- [EXCERPT TO READ]:
The Africa Twin was eating chains and sprockets and Goose was running short of ” gifts ” for border guards. One lucky guard on the Bolivia/Chile border received a yo-yo, which he was delighted with. Another was taught to say ” fire extinguisher ” , which with hard-core Spanish pronunciation is much the same as a Glaswegian trying to say ” burglar alarm ” . Other guards approached during the long wait and demanded to know the meaning of various English phrases they’d picked up. These ranged from ” you old goat ” to others less printable.

Chile proved ideal paragliding country and the man spent two weeks jumping off mountains attached to a large kite, while a gaggle of kids followed him around packing up the gear for him in exchange for sweets. ” The kids’ dad eventually asked me to come and eat with them, so I went along and had a few chicha beers, which is holy beer and pretty strong. I was 12,000ft up and at that altitude you get pretty pissed, pretty quickly. We just sat there among a load of guinea pigs getting caned. His wife then started chasing them into the hut and there was a lot of squealing and commotion, followed by sound which went like this: ” weeeeeee-chop, weeeeeee-chop ” .

A bit later out came these roasted guinea pigs. I picked one up and bit into it and this green slime exploded all over me. The things hadn’t been gutted or anything and were roasted whole. It would have been considered rude not to have finished it. ”

- [GIVEN EXERCISE 1]: Pick out every line of the listing that contains the word "striped", and copy each of those lines in full.

Coordinate annotation records
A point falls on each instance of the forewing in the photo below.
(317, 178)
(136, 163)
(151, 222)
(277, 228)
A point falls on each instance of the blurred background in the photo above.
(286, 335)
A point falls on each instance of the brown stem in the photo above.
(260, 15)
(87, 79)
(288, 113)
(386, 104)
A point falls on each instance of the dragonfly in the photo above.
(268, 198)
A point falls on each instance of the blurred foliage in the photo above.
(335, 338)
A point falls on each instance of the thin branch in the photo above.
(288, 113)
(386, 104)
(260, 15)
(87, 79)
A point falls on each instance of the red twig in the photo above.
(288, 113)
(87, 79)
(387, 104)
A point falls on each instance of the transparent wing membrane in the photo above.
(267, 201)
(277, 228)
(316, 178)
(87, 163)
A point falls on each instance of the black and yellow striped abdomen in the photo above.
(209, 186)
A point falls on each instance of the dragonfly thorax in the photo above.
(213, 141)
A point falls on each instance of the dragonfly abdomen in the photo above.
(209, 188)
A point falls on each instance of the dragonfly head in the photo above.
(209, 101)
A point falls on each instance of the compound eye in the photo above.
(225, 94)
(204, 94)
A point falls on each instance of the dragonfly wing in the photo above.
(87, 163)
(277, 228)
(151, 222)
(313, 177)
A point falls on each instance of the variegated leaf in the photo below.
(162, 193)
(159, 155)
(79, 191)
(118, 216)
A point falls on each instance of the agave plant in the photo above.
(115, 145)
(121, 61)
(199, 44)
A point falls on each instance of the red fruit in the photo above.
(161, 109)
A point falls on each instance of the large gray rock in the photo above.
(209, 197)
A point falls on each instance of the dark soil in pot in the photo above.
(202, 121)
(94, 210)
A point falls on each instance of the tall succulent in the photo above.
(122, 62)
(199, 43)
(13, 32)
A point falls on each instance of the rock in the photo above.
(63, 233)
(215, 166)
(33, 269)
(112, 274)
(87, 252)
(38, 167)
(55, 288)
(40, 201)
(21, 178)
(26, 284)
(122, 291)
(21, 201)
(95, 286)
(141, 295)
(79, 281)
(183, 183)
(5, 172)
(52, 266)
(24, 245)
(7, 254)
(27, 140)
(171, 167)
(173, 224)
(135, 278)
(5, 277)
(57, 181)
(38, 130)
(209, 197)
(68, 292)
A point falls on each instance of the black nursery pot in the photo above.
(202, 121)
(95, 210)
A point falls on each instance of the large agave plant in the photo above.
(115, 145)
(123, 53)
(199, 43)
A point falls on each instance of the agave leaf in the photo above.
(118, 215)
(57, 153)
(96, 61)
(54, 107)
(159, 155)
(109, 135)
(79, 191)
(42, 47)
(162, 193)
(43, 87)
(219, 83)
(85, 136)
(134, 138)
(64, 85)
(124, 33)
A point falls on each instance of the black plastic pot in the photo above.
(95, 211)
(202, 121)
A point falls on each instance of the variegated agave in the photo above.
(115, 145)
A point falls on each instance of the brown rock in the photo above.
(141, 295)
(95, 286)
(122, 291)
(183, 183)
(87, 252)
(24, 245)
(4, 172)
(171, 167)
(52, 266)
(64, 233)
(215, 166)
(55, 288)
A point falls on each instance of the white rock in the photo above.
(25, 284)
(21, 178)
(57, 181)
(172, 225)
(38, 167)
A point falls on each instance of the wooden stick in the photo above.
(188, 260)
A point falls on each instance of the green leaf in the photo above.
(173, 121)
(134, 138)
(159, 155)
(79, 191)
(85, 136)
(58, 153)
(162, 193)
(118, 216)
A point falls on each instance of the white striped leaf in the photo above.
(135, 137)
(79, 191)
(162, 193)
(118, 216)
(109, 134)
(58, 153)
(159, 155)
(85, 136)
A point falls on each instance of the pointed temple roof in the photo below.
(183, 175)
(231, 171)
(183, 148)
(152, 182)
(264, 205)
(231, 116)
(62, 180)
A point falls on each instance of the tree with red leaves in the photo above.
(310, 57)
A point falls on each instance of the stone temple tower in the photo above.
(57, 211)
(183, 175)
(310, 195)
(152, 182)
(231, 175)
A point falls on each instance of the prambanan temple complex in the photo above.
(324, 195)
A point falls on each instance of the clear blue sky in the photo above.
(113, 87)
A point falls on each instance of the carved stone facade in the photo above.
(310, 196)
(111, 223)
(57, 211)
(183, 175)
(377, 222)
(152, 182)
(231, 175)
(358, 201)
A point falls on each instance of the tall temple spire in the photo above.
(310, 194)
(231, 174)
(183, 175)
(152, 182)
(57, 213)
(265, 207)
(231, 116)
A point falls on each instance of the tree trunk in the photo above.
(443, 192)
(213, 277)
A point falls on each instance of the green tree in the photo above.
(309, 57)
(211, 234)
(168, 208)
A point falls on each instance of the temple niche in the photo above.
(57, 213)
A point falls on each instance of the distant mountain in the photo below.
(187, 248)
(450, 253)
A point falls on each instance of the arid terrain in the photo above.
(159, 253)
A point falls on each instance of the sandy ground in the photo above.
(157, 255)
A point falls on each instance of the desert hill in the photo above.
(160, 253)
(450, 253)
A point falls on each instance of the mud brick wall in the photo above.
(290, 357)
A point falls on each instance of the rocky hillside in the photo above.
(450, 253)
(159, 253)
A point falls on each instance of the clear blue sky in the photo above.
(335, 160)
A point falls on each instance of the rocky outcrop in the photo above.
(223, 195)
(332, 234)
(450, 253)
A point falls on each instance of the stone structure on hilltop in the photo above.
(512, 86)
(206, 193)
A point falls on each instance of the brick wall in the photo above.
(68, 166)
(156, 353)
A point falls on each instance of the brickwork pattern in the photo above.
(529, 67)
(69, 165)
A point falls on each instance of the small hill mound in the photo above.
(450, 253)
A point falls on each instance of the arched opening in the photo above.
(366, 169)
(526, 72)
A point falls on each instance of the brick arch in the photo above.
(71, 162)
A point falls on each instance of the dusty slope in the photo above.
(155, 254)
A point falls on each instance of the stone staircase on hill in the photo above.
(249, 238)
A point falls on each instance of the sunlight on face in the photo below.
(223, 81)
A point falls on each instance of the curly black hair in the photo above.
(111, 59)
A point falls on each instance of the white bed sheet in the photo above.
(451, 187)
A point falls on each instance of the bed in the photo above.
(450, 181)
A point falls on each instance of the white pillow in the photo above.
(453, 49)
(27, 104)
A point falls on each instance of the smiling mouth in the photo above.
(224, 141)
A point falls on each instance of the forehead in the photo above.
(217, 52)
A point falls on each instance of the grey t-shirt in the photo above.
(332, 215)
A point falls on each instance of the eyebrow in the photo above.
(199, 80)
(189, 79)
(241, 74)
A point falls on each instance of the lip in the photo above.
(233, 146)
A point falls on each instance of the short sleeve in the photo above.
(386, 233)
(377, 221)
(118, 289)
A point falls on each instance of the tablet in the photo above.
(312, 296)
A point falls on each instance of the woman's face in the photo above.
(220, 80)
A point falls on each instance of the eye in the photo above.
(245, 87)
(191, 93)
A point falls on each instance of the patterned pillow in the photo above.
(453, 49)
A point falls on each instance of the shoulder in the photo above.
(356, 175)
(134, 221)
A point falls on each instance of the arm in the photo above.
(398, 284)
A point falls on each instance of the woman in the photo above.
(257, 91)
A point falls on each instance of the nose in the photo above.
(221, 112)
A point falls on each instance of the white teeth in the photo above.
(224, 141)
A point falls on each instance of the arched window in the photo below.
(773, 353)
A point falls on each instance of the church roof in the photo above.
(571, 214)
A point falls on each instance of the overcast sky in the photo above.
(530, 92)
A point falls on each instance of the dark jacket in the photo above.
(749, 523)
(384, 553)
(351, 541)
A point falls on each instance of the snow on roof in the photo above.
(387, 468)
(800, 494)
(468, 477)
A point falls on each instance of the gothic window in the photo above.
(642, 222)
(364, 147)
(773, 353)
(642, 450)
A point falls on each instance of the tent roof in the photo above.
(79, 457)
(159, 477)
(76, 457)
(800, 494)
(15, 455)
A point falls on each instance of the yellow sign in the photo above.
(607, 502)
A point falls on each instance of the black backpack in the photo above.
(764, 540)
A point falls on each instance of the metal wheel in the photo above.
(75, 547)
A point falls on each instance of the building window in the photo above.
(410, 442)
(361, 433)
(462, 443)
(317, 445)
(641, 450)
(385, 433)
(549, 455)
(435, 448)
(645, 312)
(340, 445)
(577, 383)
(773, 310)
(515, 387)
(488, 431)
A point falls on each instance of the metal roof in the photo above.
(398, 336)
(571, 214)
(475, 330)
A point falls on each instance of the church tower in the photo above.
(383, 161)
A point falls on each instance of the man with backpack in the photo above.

- [GIVEN EXERCISE 2]: Reproduce word for word the part of the travel anecdote that begins at the words "The Africa Twin" and stops after "others less printable.".

- [CORRECT RESULT 1]:
A point falls on each instance of the black and yellow striped abdomen in the photo above.
A point falls on each instance of the white striped leaf in the photo above.

- [CORRECT RESULT 2]:
The Africa Twin was eating chains and sprockets and Goose was running short of ” gifts ” for border guards. One lucky guard on the Bolivia/Chile border received a yo-yo, which he was delighted with. Another was taught to say ” fire extinguisher ” , which with hard-core Spanish pronunciation is much the same as a Glaswegian trying to say ” burglar alarm ” . Other guards approached during the long wait and demanded to know the meaning of various English phrases they’d picked up. These ranged from ” you old goat ” to others less printable.